▸ DATA TO PROCESS

********

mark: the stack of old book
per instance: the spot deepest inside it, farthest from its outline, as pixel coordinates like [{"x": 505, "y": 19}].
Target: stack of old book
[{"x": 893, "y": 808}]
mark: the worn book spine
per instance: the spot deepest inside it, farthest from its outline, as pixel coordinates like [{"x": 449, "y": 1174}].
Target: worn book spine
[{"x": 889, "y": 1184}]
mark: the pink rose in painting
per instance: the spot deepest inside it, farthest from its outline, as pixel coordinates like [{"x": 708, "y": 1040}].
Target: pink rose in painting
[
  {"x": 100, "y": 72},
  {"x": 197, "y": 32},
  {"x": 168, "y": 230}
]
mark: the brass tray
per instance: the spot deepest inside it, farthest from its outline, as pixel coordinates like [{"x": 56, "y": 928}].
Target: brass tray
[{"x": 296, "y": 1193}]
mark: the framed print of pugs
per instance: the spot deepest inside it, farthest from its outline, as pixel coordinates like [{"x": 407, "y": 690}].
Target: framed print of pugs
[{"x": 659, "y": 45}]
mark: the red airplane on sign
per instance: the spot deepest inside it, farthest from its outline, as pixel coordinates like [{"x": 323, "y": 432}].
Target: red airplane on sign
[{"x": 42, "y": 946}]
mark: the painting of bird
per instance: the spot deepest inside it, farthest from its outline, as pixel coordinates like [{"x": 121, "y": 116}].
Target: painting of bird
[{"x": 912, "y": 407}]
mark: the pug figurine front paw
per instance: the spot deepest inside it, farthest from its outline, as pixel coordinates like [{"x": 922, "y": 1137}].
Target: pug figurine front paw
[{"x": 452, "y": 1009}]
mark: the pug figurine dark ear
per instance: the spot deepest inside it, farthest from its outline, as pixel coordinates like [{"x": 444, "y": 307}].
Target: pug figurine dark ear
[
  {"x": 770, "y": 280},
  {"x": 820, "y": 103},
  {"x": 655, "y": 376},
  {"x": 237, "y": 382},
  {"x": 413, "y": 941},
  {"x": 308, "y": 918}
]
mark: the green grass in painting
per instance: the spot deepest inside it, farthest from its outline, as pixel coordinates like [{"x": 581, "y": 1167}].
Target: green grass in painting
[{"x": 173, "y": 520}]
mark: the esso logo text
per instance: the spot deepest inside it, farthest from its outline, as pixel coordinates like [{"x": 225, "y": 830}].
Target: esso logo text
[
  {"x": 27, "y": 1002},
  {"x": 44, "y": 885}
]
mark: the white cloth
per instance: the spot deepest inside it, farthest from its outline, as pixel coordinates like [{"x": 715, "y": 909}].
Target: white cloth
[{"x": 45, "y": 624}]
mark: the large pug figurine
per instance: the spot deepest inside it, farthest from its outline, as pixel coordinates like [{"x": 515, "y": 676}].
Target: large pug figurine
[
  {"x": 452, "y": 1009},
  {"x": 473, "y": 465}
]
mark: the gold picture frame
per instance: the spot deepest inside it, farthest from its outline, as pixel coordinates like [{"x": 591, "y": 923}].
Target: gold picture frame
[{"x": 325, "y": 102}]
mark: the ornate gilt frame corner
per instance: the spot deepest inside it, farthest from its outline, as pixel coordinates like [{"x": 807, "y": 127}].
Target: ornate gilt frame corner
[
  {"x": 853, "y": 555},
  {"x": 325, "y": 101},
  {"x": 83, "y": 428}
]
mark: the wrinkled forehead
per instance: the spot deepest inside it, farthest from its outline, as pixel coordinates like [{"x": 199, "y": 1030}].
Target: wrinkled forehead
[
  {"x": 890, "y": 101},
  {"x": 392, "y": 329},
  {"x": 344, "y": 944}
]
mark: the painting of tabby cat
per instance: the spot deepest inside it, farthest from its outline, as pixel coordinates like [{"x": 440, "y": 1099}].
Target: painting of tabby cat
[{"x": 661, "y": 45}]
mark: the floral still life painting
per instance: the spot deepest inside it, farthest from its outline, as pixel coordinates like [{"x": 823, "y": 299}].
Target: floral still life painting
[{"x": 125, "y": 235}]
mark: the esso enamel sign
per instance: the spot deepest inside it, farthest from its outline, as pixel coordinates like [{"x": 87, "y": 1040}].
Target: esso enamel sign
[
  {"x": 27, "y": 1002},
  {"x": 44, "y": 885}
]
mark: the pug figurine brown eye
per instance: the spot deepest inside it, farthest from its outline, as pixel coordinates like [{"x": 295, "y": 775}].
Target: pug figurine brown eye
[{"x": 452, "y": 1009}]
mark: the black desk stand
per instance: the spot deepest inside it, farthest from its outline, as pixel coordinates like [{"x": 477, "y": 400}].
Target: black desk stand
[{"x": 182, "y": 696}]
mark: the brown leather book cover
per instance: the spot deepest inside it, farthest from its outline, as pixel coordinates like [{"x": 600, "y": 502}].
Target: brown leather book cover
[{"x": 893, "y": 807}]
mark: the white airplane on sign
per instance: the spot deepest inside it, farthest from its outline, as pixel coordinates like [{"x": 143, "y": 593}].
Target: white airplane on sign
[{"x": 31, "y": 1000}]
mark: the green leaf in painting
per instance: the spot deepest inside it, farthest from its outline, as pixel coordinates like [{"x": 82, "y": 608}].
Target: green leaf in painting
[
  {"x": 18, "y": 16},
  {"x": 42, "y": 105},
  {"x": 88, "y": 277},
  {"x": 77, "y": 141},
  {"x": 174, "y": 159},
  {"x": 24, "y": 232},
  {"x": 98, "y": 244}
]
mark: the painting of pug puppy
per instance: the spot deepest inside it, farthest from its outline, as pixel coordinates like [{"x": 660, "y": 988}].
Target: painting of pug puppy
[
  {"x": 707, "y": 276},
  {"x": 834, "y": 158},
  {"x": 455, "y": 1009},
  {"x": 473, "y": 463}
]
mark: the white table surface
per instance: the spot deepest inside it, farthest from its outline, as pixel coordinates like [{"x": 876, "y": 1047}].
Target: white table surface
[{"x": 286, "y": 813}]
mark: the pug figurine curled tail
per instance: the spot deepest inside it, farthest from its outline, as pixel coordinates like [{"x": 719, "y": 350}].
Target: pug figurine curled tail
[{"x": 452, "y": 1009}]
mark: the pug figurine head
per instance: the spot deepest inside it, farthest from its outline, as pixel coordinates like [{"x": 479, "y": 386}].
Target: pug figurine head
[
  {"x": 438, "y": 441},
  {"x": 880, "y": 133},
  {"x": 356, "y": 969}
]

********

▸ TASK TO COMPLETE
Copy out each record, keeping every word as it is.

▸ SOLUTION FOR THIS PROBLEM
mark: the stack of old book
per instance: the spot deepest inside it, farthest from its outline, as pixel coordinates like [{"x": 505, "y": 19}].
Target: stack of old book
[{"x": 893, "y": 808}]
mark: the worn book spine
per instance: the spot deepest inside it, farthest from its outline, as pixel coordinates like [{"x": 449, "y": 1174}].
Target: worn book spine
[{"x": 889, "y": 1184}]
mark: the pink rose in painting
per instance: the spot deepest inside it, farthest from its outline, as pixel coordinates like [{"x": 708, "y": 1040}].
Target: pink rose in painting
[
  {"x": 100, "y": 72},
  {"x": 197, "y": 32},
  {"x": 168, "y": 230}
]
mark: the brass tray
per instance: the spot deepest inside it, farthest from its outline, as pixel coordinates like [{"x": 56, "y": 928}].
Target: brass tray
[{"x": 296, "y": 1193}]
mark: the framed print of pugs
per instance: the spot deepest inside it, farthest from its outline, as pixel coordinates like [{"x": 407, "y": 690}].
Target: framed print of pugs
[{"x": 659, "y": 45}]
mark: the red airplane on sign
per instance: the spot deepest inside it, farthest from its outline, as pixel coordinates like [{"x": 323, "y": 432}].
Target: red airplane on sign
[{"x": 42, "y": 946}]
mark: the painting of bird
per instance: the spot deepest inside it, farthest from its outline, as pixel coordinates like [{"x": 121, "y": 116}].
Target: painting of bird
[{"x": 912, "y": 407}]
mark: the pug figurine front paw
per instance: the spot deepest inside it, farthest from its outline, as pixel coordinates like [{"x": 922, "y": 1137}].
Target: pug figurine front paw
[{"x": 452, "y": 1009}]
mark: the pug figurine dark ear
per instance: the spot deepest inside it, farthest from its outline, as pixel coordinates like [{"x": 444, "y": 307}].
Target: pug figurine dark ear
[
  {"x": 770, "y": 280},
  {"x": 820, "y": 103},
  {"x": 655, "y": 376},
  {"x": 237, "y": 382},
  {"x": 413, "y": 941},
  {"x": 308, "y": 918}
]
mark: the green grass in painting
per instance: the spot deepest inside it, farthest from its outline, as pixel coordinates like [{"x": 581, "y": 1167}].
Target: green grass in painting
[{"x": 173, "y": 520}]
mark: the esso logo text
per instance: the spot deepest inside it, farthest from its outline, as pixel coordinates like [{"x": 225, "y": 830}].
Target: esso logo text
[
  {"x": 27, "y": 1002},
  {"x": 44, "y": 885}
]
mark: the white cloth
per instance: the spot deepest inside it, farthest from its outline, as pixel coordinates like [{"x": 715, "y": 909}].
Target: white cloth
[{"x": 45, "y": 624}]
mark: the large pug figurine
per instance: the spot deepest inside it, farthest from its outline, as pixel coordinates like [{"x": 515, "y": 676}].
Target: large pug figurine
[
  {"x": 452, "y": 1009},
  {"x": 473, "y": 465}
]
mark: the gold picture frame
per instance: the spot deepest inside it, farthest from its outline, as pixel coordinates like [{"x": 591, "y": 923}].
Target: gold picture frame
[{"x": 325, "y": 102}]
mark: the ornate gilt frame corner
per instance: the spot deepest inside it, farthest from its outline, as pixel coordinates like [{"x": 807, "y": 127}].
Target: ornate gilt frame corner
[
  {"x": 853, "y": 555},
  {"x": 325, "y": 101},
  {"x": 83, "y": 428}
]
mark: the wrinkled forehead
per instance: the spot deepest inside it, farthest from its outline, as pixel coordinates like [{"x": 199, "y": 1030}].
Target: wrinkled forehead
[
  {"x": 890, "y": 101},
  {"x": 392, "y": 329},
  {"x": 344, "y": 944}
]
mark: the painting of tabby cat
per instance: the spot deepest inside it, farthest from its outline, as pixel coordinates like [{"x": 440, "y": 1099}].
Target: painting of tabby cat
[{"x": 661, "y": 45}]
mark: the floral still life painting
per instance: the spot deepest inside it, farthest from its outline, as pixel coordinates like [{"x": 823, "y": 299}].
Target: floral still life painting
[{"x": 125, "y": 235}]
mark: the esso enamel sign
per instance: the spot deepest inside it, farthest from its outline, as pixel coordinates like [{"x": 87, "y": 1040}].
Target: esso enamel sign
[
  {"x": 27, "y": 1002},
  {"x": 44, "y": 885}
]
mark: the pug figurine brown eye
per instance: the spot deepest inside it, farthest from its outline, as pixel coordinates like [{"x": 295, "y": 775}].
Target: pug figurine brown eye
[{"x": 452, "y": 1009}]
mark: the black desk stand
per instance: the spot deepest inside it, farthest from its outline, as pixel coordinates like [{"x": 477, "y": 400}].
Target: black desk stand
[{"x": 182, "y": 696}]
mark: the brown leather book cover
per instance: the spot deepest inside it, farthest from its outline, as pixel coordinates like [{"x": 600, "y": 502}].
Target: brown leather book cover
[{"x": 893, "y": 807}]
mark: the white airplane on sign
per instance: the spot deepest inside it, farthest from its outline, as pixel coordinates like [{"x": 143, "y": 593}].
Target: white airplane on sign
[{"x": 31, "y": 1000}]
mark: the green leaf in painting
per instance: the spot deepest inside it, farthest from its outline, as pixel coordinates like [{"x": 82, "y": 608}].
Target: green leaf in painting
[
  {"x": 18, "y": 16},
  {"x": 42, "y": 105},
  {"x": 88, "y": 277},
  {"x": 77, "y": 141},
  {"x": 174, "y": 159},
  {"x": 24, "y": 232},
  {"x": 98, "y": 244}
]
mark: the painting of pug puppy
per instance: the spot deepest inside it, farthest from its outline, as pixel coordinates like [{"x": 660, "y": 988}].
Target: painting of pug puppy
[
  {"x": 707, "y": 276},
  {"x": 834, "y": 158},
  {"x": 455, "y": 1009},
  {"x": 473, "y": 463}
]
mark: the white table surface
per instance: the spot deepest inside it, farthest from its outline, as pixel coordinates like [{"x": 876, "y": 1047}].
Target: white table surface
[{"x": 286, "y": 813}]
mark: the pug figurine curled tail
per instance: the spot deepest inside it, farthest from its outline, as pixel coordinates like [{"x": 719, "y": 350}].
Target: pug figurine curled tail
[{"x": 452, "y": 1009}]
mark: the pug figurine head
per instance: the spot deepest inside it, farthest from its outline, as pixel coordinates like [{"x": 479, "y": 386}].
Target: pug figurine head
[
  {"x": 438, "y": 441},
  {"x": 880, "y": 133},
  {"x": 356, "y": 969}
]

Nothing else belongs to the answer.